━━━━━ Texto apresentado

Cambriana, a revelação do indie rock goiano

No início de 2011, durante uma conversa com o Fabrício Nobre em uma pousada no interior de Minas, ele falava sobre como a geração dele (músicos, produtores e público) havia ralado (e continua) para construir um cenário diferente, mais receptivo, profissional e produtivo para a música independente. Mesmo longe do ideal, o mercado evoluiu e mais oportunidades surgiram em diferentes pontos da cadeia produtiva musical. Ele dizia (e concordo) que, agora, cabe à nova geração fazer uso dessa estrutura, abrir mais portas, continuar a evolução.

Ao conversar com o Luis Calil, da banda Cambriana e conterrâneo de Fabrício, é como se as palavras de Nobre se materializassem. A Cambriana é uma banda jovem que possui as principais características da produção independente moderna: produzem suas músicas em suas próprias casas, são auto-gestores e têm consciência da importância da divulgação digital, o que se reflete tanto nos contatos com blogs e perfis no Twitter relevantes para seu público-alvo como no fato de licenciarem suas músicas em Creative Commons.



A banda tem quatro shows no currículo, milhares de downloads de seu álbum de estreia (lançado há dois meses) e dezenas de referências na internet - e isso tudo soa muito natural. Mérito de Luís (criador da banda e autor de todas as músicas, algumas delas em parceria com Wanderson Meireles) e seus companheiros de banda, cuja faixa-etária vai de 20 a 27 anos.

━━━━━━━━━━
━━━━━ Linhas de dados

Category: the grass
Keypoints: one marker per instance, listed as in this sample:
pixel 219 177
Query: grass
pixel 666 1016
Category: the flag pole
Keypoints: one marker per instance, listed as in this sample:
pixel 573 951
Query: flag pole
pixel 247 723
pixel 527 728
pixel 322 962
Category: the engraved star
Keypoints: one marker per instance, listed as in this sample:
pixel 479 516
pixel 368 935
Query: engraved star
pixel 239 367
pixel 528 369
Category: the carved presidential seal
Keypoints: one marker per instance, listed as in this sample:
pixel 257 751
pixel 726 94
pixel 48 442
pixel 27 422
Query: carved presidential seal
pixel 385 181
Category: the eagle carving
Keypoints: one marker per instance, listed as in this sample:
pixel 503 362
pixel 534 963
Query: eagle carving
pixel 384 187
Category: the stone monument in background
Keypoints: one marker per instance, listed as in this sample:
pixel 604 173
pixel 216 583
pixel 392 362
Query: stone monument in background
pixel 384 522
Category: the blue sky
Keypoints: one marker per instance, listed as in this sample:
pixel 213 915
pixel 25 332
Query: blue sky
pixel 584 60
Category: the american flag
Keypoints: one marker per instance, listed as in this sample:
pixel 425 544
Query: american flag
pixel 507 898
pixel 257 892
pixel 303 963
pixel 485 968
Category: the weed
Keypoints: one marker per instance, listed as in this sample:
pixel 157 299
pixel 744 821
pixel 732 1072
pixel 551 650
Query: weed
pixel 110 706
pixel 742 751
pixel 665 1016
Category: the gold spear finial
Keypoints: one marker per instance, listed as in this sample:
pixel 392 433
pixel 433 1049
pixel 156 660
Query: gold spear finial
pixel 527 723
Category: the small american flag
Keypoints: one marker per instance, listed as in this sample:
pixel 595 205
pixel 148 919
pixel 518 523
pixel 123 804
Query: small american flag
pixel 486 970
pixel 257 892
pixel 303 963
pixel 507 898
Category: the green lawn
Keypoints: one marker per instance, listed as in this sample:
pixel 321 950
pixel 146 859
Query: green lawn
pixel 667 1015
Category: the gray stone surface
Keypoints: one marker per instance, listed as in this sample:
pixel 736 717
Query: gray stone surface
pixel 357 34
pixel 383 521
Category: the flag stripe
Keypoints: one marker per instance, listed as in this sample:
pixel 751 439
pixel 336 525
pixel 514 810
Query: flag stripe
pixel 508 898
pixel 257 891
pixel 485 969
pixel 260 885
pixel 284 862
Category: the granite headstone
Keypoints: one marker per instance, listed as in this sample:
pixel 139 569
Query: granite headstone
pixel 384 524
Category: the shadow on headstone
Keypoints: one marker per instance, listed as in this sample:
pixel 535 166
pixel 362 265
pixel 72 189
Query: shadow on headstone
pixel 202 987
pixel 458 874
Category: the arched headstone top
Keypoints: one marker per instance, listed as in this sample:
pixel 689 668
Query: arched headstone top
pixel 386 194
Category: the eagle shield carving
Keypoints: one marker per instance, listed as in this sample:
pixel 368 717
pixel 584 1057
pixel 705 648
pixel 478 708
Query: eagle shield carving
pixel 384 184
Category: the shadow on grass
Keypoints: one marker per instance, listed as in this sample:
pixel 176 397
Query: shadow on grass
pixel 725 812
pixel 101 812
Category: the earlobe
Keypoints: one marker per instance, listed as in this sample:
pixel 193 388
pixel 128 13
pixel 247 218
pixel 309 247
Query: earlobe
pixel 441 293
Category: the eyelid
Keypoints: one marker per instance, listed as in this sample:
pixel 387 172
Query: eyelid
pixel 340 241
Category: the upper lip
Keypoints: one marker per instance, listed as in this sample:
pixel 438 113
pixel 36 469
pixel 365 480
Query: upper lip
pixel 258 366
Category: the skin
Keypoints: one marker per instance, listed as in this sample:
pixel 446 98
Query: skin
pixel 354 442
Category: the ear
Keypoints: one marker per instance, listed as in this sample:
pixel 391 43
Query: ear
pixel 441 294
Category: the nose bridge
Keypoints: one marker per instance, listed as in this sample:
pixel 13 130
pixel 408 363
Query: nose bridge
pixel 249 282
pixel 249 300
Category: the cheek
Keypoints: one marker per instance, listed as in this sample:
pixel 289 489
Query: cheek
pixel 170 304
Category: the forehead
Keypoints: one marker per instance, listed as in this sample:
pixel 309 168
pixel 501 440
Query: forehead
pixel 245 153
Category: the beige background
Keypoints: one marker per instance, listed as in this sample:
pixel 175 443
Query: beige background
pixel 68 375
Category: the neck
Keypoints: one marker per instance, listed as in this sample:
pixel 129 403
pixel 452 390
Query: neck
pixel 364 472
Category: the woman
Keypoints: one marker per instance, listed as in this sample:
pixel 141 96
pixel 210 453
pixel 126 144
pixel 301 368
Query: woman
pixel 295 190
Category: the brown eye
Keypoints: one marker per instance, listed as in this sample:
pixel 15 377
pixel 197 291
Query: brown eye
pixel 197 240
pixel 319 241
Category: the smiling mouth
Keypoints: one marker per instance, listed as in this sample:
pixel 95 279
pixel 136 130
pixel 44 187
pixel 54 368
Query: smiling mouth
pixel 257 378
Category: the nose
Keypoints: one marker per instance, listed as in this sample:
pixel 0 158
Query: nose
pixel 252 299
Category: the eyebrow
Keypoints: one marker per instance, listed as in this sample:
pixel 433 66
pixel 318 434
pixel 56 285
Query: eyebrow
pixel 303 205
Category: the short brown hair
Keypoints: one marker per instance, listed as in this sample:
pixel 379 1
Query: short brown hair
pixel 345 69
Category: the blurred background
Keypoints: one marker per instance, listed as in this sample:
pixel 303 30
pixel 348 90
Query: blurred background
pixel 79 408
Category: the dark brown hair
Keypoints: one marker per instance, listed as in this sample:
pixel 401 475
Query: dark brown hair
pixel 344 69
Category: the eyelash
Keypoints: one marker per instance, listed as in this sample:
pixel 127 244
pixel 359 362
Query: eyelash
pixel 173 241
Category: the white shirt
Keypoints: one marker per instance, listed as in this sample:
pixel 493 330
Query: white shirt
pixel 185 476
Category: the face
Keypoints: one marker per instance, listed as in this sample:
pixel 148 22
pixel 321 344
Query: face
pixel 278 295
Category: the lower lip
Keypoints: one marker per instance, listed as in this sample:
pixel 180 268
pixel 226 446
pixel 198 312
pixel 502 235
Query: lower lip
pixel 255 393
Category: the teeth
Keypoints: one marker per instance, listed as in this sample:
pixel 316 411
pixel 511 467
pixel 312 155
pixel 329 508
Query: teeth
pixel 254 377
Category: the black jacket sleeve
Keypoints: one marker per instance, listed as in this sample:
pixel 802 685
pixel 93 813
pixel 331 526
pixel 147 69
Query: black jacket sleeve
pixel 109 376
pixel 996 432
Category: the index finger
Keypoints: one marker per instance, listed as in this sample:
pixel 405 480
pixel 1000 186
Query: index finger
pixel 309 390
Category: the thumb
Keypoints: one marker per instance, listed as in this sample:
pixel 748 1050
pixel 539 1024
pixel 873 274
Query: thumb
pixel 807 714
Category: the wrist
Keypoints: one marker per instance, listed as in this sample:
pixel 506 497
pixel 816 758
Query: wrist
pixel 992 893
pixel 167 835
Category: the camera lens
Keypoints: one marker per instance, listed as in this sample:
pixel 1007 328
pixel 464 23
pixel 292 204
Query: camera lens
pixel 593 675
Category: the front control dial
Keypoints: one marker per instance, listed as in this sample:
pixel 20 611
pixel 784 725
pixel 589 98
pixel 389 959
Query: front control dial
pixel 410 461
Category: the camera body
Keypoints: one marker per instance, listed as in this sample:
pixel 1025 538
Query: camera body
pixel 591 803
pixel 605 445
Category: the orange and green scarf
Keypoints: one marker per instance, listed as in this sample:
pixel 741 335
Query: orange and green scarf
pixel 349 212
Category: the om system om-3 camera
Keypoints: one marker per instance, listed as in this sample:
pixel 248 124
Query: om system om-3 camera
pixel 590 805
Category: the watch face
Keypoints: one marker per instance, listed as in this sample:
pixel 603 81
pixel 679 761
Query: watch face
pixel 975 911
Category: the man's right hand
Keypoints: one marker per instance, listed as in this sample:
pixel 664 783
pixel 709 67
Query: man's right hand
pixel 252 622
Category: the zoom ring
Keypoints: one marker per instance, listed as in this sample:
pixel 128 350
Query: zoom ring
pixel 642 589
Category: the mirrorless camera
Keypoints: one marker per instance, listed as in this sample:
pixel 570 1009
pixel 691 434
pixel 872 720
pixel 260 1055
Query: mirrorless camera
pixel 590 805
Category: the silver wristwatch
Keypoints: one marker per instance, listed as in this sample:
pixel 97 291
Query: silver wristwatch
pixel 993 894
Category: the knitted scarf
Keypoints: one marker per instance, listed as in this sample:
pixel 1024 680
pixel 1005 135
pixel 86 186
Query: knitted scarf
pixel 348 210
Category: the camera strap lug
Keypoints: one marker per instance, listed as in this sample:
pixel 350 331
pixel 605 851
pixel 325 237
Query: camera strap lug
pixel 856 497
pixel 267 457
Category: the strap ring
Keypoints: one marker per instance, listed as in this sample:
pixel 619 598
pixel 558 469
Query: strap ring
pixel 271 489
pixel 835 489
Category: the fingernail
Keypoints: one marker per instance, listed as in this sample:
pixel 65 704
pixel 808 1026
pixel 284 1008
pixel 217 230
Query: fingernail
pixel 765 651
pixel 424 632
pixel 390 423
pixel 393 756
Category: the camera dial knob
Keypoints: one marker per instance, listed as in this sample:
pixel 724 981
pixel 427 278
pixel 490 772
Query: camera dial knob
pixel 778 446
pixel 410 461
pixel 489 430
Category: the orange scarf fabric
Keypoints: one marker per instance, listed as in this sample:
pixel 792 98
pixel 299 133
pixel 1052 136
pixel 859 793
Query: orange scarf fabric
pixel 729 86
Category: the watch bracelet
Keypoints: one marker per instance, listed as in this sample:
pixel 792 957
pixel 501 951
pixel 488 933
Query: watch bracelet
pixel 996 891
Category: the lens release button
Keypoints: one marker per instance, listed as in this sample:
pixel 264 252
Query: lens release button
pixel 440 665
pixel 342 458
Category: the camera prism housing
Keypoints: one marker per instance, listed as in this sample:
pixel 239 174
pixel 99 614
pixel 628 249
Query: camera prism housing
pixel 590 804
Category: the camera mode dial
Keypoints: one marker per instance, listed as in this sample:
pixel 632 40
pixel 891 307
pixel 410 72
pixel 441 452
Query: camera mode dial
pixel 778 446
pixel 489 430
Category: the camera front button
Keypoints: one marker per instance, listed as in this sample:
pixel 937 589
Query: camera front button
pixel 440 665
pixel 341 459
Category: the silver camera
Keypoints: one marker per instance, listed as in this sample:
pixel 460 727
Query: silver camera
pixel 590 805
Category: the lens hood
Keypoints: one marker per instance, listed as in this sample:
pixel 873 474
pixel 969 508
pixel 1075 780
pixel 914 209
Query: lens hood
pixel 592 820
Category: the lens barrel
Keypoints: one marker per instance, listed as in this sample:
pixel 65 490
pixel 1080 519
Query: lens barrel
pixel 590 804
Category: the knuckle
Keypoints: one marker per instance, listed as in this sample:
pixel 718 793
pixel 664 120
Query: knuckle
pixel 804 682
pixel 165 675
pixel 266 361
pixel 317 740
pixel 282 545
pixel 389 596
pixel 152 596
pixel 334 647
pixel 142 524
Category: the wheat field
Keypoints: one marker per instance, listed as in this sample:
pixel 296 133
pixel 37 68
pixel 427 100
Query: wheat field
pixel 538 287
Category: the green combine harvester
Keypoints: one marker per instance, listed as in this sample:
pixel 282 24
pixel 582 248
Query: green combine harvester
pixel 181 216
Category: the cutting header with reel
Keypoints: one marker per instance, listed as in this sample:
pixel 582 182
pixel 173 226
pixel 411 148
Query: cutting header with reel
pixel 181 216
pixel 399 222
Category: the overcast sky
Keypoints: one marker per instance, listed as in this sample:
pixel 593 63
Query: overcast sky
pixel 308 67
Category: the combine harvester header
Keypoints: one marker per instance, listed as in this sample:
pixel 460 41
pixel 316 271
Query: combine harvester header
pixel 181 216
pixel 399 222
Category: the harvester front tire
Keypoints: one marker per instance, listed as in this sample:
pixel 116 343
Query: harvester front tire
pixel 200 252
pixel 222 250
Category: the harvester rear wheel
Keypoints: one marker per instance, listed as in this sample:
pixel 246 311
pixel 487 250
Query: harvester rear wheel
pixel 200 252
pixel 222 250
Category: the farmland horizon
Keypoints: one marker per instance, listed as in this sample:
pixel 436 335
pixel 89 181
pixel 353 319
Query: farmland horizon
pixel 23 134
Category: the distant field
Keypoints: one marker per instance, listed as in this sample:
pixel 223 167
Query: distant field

━━━━━━━━━━

Enunciado 1 >>
Traduza para o inglês a seguinte frase do texto sobre a banda Cambriana: "Mesmo longe do ideal, o mercado evoluiu e mais oportunidades surgiram em diferentes pontos da cadeia produtiva musical."
Enunciado 2 >>
Retome o texto sobre a banda Cambriana logo após a última frase apresentada e dê continuidade a ele.

Resposta final 1 >>
Even though it is still far from ideal, the market has evolved, and more opportunities have emerged at different points in the music production chain.

Resposta final 2 >>
House of Tolerance, o CD de estreia, é carregado de uma sensibilidade rara na cena de Goiânia. Indie rock singelo que trabalha bem texturas e climas depressivos e remete a grupos internacionais  contemporâneos como The National e Destroyer, emulando eventualmente o rock pop de bandas como U2 e The Killers em versão anestesiada. Além do álbum, acabam de lançar o single "Slow Moves" e possuem o EP Afraid of Blood, todos acessíveis no perfil da banda no Bandcamp e liberados para download em Creative Commons (o que significa que a livre distribuição das músicas está liberada, contanto que para fins não-comerciais). Abaixo você conhece um pouco mais sobre a Cambriana, sua história e planos para o futuro recente.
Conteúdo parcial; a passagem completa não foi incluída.